Nei casi esaminati dalla Corte nelle ordinanze sez. I civ. 14.2.2024 n. 4095, 14.2.2024 n. 4104, 14.2.2024 n. 4113 il ricorrente denunciava la lesione del proprio diritto di difesa poiché era stato informato dell’udienza di convalida pochi minuti prima dell’inizio dell’udienza, sulla soglia dell’aula (letteralmente in limine litis) e non aveva pertanto potuto nominare un difensore di fiducia; inoltre il difensore di ufficio era stato informato dell’udienza con un preavviso insufficiente a coprire la distanza tra il proprio studio e il centro di permanenza per i rimpatri, presso il quale si sarebbe tenuta l’udienza, sicché la parte non aveva avuto neanche la possibilità di conferire con il difensore; la Corte ha rigettato il ricorso osservando che all’udienza aveva partecipato un difensore, nominato sostituto dal difensore incaricato d’ufficio, e che tale partecipazione preclude la valutazione di intempestività dell’avviso, poiché tale atto è funzionale a consentire la partecipazione del difensore all’udienza; la Corte inoltre osserva che il difensore presente in udienza aveva svolto difese anche nel merito, sicché non sussiste in concreto alcuna lesione al diritto di difesa, diversamente da quanto prospettato solo in via ipotetica e astratta dal ricorrente. Sul punto, la Corte rammenta il principio secondo il quale la denuncia di vizi fondati sulla pretesa violazione di norme processuali non tutela l’interesse all’astratta regolarità dell’attività giudiziaria, ma garantisce solo l’eliminazione del pregiudizio subito dal diritto di difesa della parte in conseguenza della denunciata violazione.
--
- **COMPITO RICHIESTO A**
Secondo il brano, chi aveva nominato il difensore presente all'udienza?

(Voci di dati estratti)
--
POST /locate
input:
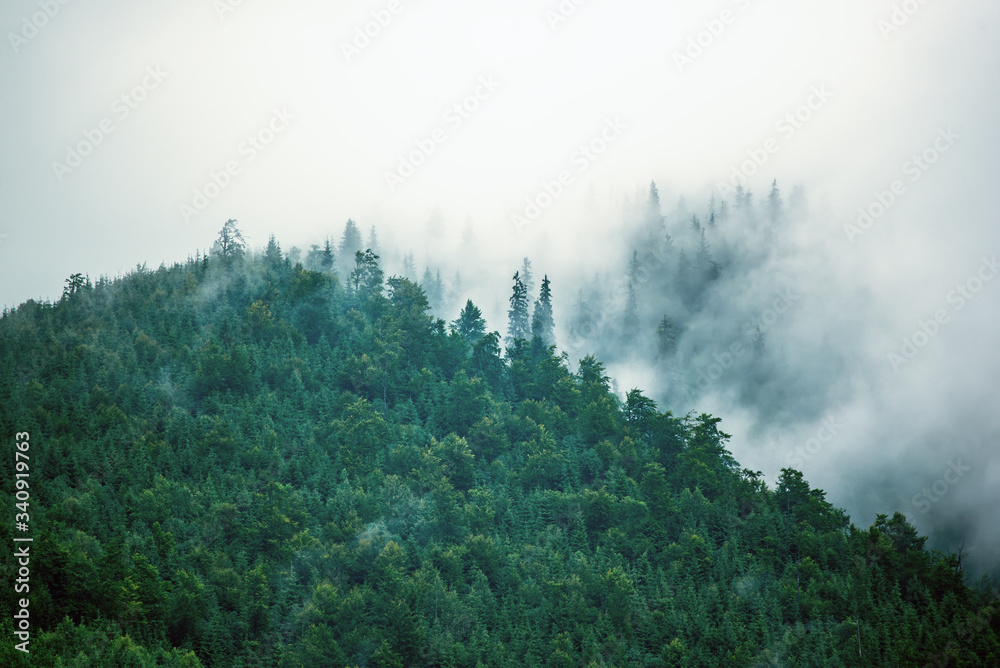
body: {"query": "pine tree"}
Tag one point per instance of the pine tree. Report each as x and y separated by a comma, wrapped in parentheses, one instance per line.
(350, 243)
(631, 321)
(774, 202)
(230, 244)
(526, 277)
(518, 323)
(542, 322)
(653, 212)
(666, 340)
(696, 225)
(409, 267)
(373, 245)
(432, 286)
(272, 253)
(328, 256)
(470, 323)
(456, 291)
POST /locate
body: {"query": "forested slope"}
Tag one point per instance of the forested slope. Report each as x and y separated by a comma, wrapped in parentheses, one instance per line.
(237, 461)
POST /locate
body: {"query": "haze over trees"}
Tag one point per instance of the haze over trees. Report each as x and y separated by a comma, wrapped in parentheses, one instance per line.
(244, 459)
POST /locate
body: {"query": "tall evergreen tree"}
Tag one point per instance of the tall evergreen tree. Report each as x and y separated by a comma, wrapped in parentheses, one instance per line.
(470, 323)
(432, 286)
(631, 321)
(409, 267)
(526, 276)
(666, 339)
(654, 215)
(272, 253)
(230, 244)
(518, 321)
(542, 322)
(774, 202)
(350, 243)
(373, 244)
(328, 256)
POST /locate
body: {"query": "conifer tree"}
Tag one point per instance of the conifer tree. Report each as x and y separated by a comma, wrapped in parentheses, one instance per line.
(470, 323)
(373, 245)
(666, 340)
(518, 322)
(526, 277)
(631, 321)
(328, 256)
(409, 267)
(272, 253)
(774, 202)
(542, 322)
(230, 244)
(350, 243)
(653, 213)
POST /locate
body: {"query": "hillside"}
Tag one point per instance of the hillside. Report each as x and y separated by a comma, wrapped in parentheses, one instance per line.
(238, 461)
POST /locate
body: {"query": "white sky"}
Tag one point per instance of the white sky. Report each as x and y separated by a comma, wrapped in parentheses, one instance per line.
(557, 86)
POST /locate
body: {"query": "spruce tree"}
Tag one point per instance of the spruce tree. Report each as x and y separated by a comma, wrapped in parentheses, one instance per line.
(470, 323)
(518, 323)
(666, 340)
(542, 322)
(774, 202)
(631, 321)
--
- **COMPITO RICHIESTO B**
Riporta ogni riga delle voci in cui compare la stringa "haze". La distinzione tra maiuscole e minuscole conta.

- **ESITO DEL COMPITO A**
Il difensore incaricato d'ufficio, che lo aveva nominato suo sostituto.

- **ESITO DEL COMPITO B**
body: {"query": "haze over trees"}
Tag one point per instance of the haze over trees. Report each as x and y separated by a comma, wrapped in parentheses, one instance per line.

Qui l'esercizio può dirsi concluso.